The task = Copy the data below line for line, changing nothing.

Data contained in a dataset
- - -
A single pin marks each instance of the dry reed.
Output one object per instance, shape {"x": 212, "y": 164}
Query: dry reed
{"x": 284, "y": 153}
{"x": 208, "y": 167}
- - -
Solution to the exercise =
A single pin marks each instance of the dry reed.
Output one object per instance, shape {"x": 212, "y": 164}
Query: dry reed
{"x": 284, "y": 153}
{"x": 208, "y": 167}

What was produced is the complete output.